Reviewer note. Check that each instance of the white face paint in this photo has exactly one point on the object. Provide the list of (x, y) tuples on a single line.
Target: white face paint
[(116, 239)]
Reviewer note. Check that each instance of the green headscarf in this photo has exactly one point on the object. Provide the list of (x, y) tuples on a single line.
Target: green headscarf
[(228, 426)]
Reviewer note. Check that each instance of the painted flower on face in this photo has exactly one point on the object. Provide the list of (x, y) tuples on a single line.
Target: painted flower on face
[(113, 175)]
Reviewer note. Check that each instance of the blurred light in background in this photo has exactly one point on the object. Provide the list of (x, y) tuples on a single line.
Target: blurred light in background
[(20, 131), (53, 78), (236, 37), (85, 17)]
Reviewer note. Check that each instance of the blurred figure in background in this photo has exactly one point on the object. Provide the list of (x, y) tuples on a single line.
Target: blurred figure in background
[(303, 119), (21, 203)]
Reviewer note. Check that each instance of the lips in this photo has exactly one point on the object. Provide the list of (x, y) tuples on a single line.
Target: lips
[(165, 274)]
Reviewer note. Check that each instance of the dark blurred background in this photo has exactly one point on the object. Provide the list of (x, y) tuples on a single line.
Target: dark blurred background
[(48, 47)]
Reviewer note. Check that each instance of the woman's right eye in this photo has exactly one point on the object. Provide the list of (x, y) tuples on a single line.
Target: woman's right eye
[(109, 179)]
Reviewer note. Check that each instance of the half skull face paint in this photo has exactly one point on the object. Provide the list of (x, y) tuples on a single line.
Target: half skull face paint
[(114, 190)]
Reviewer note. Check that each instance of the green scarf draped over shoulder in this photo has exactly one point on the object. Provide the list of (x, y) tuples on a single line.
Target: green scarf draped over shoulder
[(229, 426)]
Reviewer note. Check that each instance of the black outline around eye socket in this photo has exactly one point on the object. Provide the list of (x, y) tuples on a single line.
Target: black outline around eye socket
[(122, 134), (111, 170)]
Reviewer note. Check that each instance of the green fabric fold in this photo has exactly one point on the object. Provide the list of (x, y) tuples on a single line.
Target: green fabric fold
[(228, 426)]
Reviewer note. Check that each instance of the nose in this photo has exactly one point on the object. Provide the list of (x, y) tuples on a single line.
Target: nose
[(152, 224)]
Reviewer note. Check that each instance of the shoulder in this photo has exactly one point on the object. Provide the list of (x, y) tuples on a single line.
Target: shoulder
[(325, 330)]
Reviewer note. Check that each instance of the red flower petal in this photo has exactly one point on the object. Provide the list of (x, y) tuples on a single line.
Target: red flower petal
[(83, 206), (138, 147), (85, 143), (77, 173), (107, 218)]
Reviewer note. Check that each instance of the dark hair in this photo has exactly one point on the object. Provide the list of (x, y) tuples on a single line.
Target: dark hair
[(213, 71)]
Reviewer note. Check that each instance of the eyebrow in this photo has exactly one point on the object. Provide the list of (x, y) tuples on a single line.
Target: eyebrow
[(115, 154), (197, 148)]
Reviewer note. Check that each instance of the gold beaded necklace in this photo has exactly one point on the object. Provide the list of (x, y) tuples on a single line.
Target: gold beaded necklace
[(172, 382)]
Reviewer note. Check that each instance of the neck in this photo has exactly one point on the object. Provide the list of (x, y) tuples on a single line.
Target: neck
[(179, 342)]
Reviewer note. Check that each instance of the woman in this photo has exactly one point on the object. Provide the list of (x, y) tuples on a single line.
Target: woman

——

WORK INSTRUCTIONS - Copy every row above word for word, without changing anything.

REPLY TO THE TASK -
Reviewer note. Check that each instance of the white face paint in this photo has exactly one point on the object. Provide the list of (x, y) tuples on a single line.
Target: white face paint
[(116, 239)]
Reviewer note. Check that each instance of the green headscarf in this photo has exactly one point on the object. Provide the list of (x, y) tuples on a single line.
Target: green headscarf
[(228, 426)]
Reviewer note. Check that each instance of the painted flower on face in this photo has exactly one point on the object. Provide the list of (x, y) tuples on a single line.
Target: painted flower on face
[(113, 175)]
Reviewer note. Check that each instance of the blurred light in background in this photo has exactly one point on the object. Provide the list of (x, y) tuples on a single line.
Target: blurred light in background
[(20, 131), (53, 78), (236, 37), (85, 17)]
Reviewer note. Check that each instance of the blurred figure in background in this photo has exactly one point on the object. Provide the list of (x, y) tuples on a single line.
Target: blurred figure in background
[(303, 119), (21, 203)]
Reviewer note. Check that each instance of the lips in this photo has exactly one point on the object. Provide the list of (x, y) tuples on a single line.
Target: lips
[(165, 274)]
Reviewer note. Check that each instance of the dark blurred background in this photo has exactly one point on the object. Provide the list of (x, y) tuples on a single line.
Target: dark blurred background
[(48, 47)]
Reviewer note. Check that each instance of the woman's right eye in this photo has exactly one point on the object. Provide the list of (x, y) tuples on a single line.
Target: woman's right eye
[(109, 179)]
Reviewer note. Check that each instance of the half skull face paint in this photo has exactly one point on the object. Provide the list of (x, y) tuples on a single line.
Target: half skull face paint
[(114, 190)]
Reviewer note. Check that each instance of the green scarf draped over shoulder in this photo has exactly one point on the object. Provide the list of (x, y) tuples on a single line.
Target: green scarf draped over shoulder
[(229, 426)]
Reviewer note. Check that each instance of the black outline around eye socket in this photo has exactly one point on the object. Provide the list of (x, y) tuples on a single line.
Target: black outline around eye socket
[(122, 134), (111, 170)]
Reviewer note. Check that each instance of the green fabric fold in this photo has exactly one point on the object. Provide the list of (x, y) tuples on a single line.
Target: green fabric fold
[(228, 426)]
Reviewer note. Check that each instance of the nose in this photo has exactly one point on the object. Provide the list of (x, y) tuples on a single line.
Target: nose
[(152, 224)]
Reviewer note. Check that each instance of the shoulder in this photo has exactly one point on the object. Provide the list of (x, y) tuples on a single line.
Target: shoulder
[(325, 330)]
Reviewer note. Check that each instance of the red flower petal in this photo has exactly one point on the object. Provide the list of (x, y) tuples on a single line.
Target: red flower petal
[(83, 206), (138, 147), (85, 143), (77, 173), (107, 218)]
Reviewer note. Check that each instance of the dark hair in this photo has exactly one point on the object. Provide the list of (x, y) tuples on a single line.
Target: dark hair
[(213, 71)]
Reviewer note. Check that each instance of the eyebrow in this photo has exactly one point on the object. Provide the list of (x, y) tuples on a single line.
Target: eyebrow
[(115, 154), (197, 148)]
Reviewer note. Check that each instance of the gold beaded necklace in this photo has exactly one point on the object. Provide the list of (x, y) tuples on a single line.
Target: gold beaded necklace
[(172, 382)]
Reviewer note. Check that each instance of the neck in this photo has exactly one point on the object. Provide the list of (x, y) tuples on a single line.
Target: neck
[(179, 342)]
Reviewer note. Check that each instance of the woman in this photo has exactly one point on the object. Provide the list of (x, y) tuples on a single line.
Target: woman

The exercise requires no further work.